Grindr and Tinder creating health epidemics:

“Casual and anonymous sex arranged via social media sites, such a Tinder and Grindr, has led to an increase in STDs across the US state of Rhode Island, health officials have announced.

The Rhode Island Department of Health announced that between 2013 and 2014, there was a 79% increase in syphilis, a 30% increase in gonorrhoea and a 33% increase in HIV. …

A statement from the department said: “The recent uptick in STDs in Rhode Island follows a national trend. The increase has been attributed to better testing by providers and to high-risk behaviours that have become more common in recent years.”

Between my upbringing by Christian conservatives and college days surrounded by bi-poly-pagans and BDSM fetishists (you laugh, but it’s true,) I’ve had to spend a lot of time trying to figure out what the hell morality is. And since a lot of people are shit at actually explaining anything, I have generally defaulted to a holistic approach of whether or not a particular approach leads to human suffering, or whether the person claiming a certain morality is generally a decent human or not.

*DATA SHOWN*.
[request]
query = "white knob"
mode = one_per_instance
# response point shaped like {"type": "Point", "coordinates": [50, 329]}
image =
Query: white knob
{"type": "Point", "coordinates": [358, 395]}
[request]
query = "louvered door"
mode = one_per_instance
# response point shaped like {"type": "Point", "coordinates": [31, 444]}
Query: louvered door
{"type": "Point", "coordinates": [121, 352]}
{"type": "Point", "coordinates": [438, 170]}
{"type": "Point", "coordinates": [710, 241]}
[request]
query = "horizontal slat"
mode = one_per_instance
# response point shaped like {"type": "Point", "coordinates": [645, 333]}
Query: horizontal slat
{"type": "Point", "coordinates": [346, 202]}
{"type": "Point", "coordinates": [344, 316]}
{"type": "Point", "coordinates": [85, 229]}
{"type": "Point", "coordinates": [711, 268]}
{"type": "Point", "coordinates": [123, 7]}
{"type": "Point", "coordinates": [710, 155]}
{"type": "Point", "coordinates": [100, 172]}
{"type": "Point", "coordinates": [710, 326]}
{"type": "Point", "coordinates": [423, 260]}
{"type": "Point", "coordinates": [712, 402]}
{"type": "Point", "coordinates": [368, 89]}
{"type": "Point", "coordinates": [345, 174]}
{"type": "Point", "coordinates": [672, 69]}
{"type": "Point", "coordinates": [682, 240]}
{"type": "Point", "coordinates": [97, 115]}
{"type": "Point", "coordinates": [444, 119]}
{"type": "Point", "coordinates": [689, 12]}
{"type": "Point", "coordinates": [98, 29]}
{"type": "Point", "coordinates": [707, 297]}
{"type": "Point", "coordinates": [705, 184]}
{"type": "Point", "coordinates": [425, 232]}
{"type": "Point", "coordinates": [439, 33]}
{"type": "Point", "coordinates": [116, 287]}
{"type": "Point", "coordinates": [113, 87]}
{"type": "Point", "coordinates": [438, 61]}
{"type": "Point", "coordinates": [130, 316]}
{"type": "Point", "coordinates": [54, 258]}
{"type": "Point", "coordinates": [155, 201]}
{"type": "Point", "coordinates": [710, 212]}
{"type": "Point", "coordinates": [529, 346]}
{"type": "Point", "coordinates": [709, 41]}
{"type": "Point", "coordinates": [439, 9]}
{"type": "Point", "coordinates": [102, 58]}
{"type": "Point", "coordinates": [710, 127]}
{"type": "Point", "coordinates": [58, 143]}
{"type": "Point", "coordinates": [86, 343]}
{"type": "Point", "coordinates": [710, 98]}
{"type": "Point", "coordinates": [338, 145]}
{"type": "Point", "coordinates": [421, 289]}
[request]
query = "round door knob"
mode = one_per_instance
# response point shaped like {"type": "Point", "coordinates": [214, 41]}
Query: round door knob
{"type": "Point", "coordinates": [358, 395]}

*PARTS OF THE EXERCISE*.
A – Name every infection for which the Rhode Island STD excerpt reports a percentage increase, and give each percentage.
B – For each statement, say whether the Rhode Island STD excerpt supports it. Answer yes or no, and quote the words that decide it.
(i) The reported increases cover the period from 2013 to 2014.
(ii) The department blamed the increase only on high-risk behaviours.
(iii) The writer was raised by pagans.
C – Write the next part of the Rhode Island STD excerpt, starting after its final sentence.
The records have no connection to the Rhode Island STD excerpt.

*RESPONSES TO THE EXERCISE*.
A –
- syphilis: 79%
- gonorrhoea: 30%
- HIV: 33%

B –
(i) Yes: "between 2013 and 2014"
(ii) No: "attributed to better testing by providers and to high-risk behaviours"
(iii) No: "my upbringing by Christian conservatives"

C –
Since then, I’ve developed better ways of understanding morality, but these rules of thumb still apply: if you are hurting other people for purely self-centered reasons, like giving them diseases just so you can have sex, or creating a system that spreads diseases so you can get rich, then you are a terrible human.

AIDS and California

If reading about CVTs (canine venereal tumors) makes you want to wash (even though as a non-dog you are very unlikely to catch a dog-specific cancer/STD,) reading a lot about AIDS will basically make you want to wash with bleach, then wash again.

‘Patient Zero’ and the early days of HIV/AIDS This is the main source for the quotes in this post; quotes from other sources will be noted as they come up.

I know nothing about this particular source/forum, but they have compiled a bunch of excerpts from doctors and the like about the early days of AIDS (70s and 80s), and it’s pretty freaky.

Conclusions:
1. The past is a freaky place. I mean, it is just plain weird.
2. CA past is especially freaky.
“I’ve been spending some time researching some history in respect to California during the 1960s and 1970s and it has taken me through events like the Counterculture, Occultism, cults like the Manson Family and Jim Jones’ Peoples Temple, the proliferation of serial killers during that time, and the exploding population of homosexuals in San Francisco and the role they played in spreading HIV.”

Right, that stuff. WTF, California?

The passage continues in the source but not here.